DATA LISTING:
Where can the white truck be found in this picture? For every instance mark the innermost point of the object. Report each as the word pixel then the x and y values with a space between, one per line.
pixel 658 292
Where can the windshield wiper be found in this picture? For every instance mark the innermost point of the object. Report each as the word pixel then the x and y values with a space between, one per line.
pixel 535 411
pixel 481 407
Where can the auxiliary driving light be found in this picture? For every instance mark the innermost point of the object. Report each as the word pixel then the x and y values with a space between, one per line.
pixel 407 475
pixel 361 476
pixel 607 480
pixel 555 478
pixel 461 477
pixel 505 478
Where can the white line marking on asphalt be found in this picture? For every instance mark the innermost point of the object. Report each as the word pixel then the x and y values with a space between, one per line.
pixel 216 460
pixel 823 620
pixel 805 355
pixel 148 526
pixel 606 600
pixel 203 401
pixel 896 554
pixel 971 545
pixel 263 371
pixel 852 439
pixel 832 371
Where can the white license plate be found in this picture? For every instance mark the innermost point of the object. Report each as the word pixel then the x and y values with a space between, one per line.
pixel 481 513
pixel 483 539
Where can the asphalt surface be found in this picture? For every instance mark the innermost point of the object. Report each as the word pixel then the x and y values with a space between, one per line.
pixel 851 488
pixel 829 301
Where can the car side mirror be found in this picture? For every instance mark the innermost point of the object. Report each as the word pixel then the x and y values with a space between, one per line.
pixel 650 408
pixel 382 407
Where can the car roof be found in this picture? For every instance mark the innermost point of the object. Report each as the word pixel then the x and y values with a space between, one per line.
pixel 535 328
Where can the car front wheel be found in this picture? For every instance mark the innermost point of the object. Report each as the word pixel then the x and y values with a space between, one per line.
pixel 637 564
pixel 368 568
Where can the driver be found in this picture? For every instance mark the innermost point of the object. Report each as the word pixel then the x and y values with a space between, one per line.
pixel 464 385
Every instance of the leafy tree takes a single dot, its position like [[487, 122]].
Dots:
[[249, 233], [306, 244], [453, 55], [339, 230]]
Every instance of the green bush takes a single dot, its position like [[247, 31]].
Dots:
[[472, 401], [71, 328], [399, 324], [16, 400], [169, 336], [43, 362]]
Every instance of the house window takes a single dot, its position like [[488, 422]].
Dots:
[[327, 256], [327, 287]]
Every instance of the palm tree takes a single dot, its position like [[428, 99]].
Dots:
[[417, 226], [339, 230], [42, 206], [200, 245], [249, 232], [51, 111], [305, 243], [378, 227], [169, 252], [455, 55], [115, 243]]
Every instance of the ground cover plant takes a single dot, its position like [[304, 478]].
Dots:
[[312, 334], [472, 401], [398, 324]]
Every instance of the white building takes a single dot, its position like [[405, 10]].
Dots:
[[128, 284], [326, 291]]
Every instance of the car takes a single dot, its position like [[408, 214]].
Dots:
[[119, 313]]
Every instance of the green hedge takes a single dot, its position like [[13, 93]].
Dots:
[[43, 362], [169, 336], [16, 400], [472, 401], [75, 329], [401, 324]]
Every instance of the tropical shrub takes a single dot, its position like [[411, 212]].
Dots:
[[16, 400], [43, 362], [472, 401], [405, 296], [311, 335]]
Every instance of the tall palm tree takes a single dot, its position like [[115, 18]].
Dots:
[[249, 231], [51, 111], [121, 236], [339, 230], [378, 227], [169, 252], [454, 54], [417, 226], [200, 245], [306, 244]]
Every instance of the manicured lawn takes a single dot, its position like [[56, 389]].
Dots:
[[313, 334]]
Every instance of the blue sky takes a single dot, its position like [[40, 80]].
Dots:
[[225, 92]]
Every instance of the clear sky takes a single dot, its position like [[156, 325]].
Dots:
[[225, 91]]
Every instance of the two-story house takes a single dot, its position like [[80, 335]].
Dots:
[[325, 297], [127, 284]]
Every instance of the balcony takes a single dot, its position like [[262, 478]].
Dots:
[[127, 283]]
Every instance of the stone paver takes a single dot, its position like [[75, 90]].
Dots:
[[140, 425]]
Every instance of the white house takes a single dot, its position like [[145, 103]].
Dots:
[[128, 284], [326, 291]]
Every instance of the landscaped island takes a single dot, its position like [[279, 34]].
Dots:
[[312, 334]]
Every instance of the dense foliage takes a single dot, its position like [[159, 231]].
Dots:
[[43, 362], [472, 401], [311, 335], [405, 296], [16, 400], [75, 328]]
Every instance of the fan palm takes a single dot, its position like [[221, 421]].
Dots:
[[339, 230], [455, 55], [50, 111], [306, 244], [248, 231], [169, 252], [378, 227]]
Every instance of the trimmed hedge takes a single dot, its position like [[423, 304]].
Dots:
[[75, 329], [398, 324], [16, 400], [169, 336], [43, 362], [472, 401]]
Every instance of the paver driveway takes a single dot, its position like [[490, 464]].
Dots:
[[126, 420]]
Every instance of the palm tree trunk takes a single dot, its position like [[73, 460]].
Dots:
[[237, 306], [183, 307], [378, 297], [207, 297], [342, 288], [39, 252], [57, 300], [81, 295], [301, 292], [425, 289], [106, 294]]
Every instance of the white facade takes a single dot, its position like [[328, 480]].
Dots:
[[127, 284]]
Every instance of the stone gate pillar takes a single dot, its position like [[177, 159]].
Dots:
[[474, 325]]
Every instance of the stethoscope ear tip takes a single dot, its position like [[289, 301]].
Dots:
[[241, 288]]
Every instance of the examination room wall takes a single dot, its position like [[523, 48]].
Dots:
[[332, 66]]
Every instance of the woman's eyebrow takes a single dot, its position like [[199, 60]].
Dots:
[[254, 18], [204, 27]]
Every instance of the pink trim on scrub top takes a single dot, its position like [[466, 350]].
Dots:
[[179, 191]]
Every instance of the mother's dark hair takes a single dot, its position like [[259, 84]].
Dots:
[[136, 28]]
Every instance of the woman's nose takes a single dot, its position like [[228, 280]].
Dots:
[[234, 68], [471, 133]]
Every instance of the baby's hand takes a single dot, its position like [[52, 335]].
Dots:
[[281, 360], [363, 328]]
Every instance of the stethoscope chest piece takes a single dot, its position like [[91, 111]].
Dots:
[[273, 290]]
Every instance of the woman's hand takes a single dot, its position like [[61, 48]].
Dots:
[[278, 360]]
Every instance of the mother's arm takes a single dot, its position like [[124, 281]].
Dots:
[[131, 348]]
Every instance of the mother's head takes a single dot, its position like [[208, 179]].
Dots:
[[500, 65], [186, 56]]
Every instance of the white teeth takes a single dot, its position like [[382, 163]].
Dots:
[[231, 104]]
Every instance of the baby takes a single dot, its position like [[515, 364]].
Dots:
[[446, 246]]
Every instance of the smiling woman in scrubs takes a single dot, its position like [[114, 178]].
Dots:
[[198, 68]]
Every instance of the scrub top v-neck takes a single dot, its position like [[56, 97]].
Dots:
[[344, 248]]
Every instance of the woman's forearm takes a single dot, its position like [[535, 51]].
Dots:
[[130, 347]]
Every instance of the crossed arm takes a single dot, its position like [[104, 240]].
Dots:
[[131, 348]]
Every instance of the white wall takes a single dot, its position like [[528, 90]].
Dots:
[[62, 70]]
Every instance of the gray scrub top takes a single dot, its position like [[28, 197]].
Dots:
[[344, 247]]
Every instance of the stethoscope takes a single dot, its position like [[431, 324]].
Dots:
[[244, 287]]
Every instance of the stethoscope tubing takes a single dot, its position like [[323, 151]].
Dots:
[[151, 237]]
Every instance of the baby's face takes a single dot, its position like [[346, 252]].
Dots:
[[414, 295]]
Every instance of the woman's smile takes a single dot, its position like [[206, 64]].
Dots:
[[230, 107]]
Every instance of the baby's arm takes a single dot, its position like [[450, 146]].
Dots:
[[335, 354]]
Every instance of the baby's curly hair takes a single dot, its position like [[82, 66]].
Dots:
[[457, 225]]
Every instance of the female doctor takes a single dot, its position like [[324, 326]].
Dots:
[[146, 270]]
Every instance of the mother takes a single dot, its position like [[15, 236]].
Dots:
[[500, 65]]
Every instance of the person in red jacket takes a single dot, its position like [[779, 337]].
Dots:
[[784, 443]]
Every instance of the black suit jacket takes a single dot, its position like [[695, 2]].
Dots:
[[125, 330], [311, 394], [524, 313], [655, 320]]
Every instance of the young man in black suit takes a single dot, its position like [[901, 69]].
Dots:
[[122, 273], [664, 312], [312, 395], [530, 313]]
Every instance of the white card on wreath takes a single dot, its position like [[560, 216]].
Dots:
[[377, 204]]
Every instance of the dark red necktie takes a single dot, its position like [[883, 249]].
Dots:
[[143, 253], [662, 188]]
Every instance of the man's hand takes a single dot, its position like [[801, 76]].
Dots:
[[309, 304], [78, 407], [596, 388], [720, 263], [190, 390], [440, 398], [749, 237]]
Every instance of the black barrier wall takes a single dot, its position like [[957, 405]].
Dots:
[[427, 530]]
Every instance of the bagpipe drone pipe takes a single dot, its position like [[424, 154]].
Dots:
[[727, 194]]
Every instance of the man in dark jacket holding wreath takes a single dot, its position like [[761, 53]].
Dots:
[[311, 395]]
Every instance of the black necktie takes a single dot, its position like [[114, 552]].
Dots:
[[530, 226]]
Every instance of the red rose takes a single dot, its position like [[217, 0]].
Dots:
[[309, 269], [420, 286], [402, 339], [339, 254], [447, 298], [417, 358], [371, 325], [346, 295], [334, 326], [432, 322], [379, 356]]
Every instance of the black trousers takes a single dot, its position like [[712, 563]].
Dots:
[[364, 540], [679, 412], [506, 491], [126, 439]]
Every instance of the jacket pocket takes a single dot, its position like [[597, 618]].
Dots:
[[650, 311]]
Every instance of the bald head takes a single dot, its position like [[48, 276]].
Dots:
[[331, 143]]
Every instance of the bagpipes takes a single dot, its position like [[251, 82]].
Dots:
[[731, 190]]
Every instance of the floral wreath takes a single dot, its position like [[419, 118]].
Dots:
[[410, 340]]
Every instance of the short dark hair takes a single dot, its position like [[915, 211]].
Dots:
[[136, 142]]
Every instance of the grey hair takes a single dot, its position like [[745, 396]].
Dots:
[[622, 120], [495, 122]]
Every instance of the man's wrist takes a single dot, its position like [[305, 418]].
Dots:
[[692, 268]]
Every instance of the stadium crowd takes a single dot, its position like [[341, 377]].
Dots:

PROBLEM DESCRIPTION: Every line from the one containing "Every instance of the red" through the last line must be copied exactly; leave out the rest.

RESPONSE TO THE EXERCISE:
Every instance of the red rose takes a single dot, its position like [[217, 0]].
Dots:
[[309, 269], [420, 286], [402, 339], [339, 254], [447, 298], [417, 358], [371, 325], [346, 295], [334, 326], [432, 322], [379, 356]]
Every instance of the black trousers takes a single dot, its position like [[712, 563]].
Dots:
[[364, 540], [679, 412], [506, 491], [126, 439]]
Every instance of the jacket pocket takes a single dot, its position like [[597, 618]].
Dots:
[[650, 311]]
Every instance of the bald head takes a single dot, its position like [[48, 276]].
Dots:
[[331, 143]]
Every instance of the bagpipes takes a single dot, its position like [[251, 82]].
Dots:
[[731, 190]]
Every instance of the floral wreath takes a single dot, its position like [[419, 118]].
Dots:
[[410, 340]]
Every instance of the short dark hair takes a single dot, its position like [[915, 211]].
Dots:
[[136, 142]]
Every instance of the grey hair takes a single dot, its position like [[745, 396]].
Dots:
[[622, 120], [495, 122]]
Every instance of the man's wrist takes a single dot, its position like [[305, 418]].
Dots:
[[692, 268]]
Every instance of the stadium crowd takes a single dot, its position like [[341, 377]].
Dots:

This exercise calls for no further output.